LISTING |
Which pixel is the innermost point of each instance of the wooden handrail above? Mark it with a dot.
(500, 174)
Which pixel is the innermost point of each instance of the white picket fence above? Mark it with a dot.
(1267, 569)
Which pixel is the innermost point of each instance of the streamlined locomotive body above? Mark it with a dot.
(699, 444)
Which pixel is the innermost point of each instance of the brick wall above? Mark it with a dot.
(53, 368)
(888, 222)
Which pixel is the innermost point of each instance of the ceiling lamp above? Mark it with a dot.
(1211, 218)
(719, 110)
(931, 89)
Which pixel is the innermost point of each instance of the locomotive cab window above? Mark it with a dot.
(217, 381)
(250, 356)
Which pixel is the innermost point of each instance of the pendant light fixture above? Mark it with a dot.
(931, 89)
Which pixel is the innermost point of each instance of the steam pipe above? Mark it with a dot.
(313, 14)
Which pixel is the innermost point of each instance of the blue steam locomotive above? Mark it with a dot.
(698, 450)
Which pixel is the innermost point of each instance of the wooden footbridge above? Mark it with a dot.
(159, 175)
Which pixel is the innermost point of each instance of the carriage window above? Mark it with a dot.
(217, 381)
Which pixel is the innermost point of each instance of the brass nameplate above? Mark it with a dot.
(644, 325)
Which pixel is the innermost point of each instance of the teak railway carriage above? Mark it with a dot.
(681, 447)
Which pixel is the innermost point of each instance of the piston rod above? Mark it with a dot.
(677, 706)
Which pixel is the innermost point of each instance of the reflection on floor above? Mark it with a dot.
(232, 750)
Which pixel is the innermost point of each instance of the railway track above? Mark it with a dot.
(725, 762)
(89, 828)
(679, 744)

EXERCISE INSTRUCTIONS | Your task is to repeat each line of the material exactly.

ANSWER TO THIS TASK |
Which pixel is the innermost point of each instance of the wooden handrail above? Mark it with a dot.
(500, 174)
Which pixel is the innermost point of each instance of the white picket fence above? Mark it with a dot.
(1267, 569)
Which pixel is the innermost point of each instance of the streamlined locomotive body above? Mark it with a dot.
(699, 444)
Which pixel is the innermost point of each instance of the brick wall above? Mark it with a dot.
(53, 368)
(888, 222)
Which pixel is the innermost point of each instance of the ceiling lamp above? Mark it with a dot.
(1211, 218)
(719, 110)
(931, 89)
Which pixel is the innermost point of each instance of the locomotive cab window above? Mark it with a dot.
(217, 381)
(250, 356)
Which pixel is the innermost point of each instance of the pendant light fixture above? Mark it with a dot.
(931, 89)
Which pixel is the innermost point of each instance of the steam pipe above? Mark it with a dot.
(313, 14)
Which pixel is the innermost point of each instance of the blue steam locomotive above? Mark it with a dot.
(698, 450)
Which pixel is the innermost point of each instance of the wooden footbridge above? Mark it with a dot.
(159, 175)
Which pixel is the innermost point of each instance of the carriage window above? Mark it with a dot.
(217, 381)
Which pixel is the innermost point of each instance of the brass nameplate above? Mark it with a dot.
(644, 325)
Which pixel is the innermost point of each instance of the teak railway carriage above? Mark it with a dot.
(681, 447)
Which pixel is the innermost point of each instance of the piston rod above? Mark it with a dot.
(677, 706)
Which pixel is the innermost point of each instance of the reflection on floor above? Mark it with a dot.
(232, 750)
Which pixel is the innermost point of each instance of the railway track above? Mark it with a dot.
(725, 762)
(89, 828)
(679, 744)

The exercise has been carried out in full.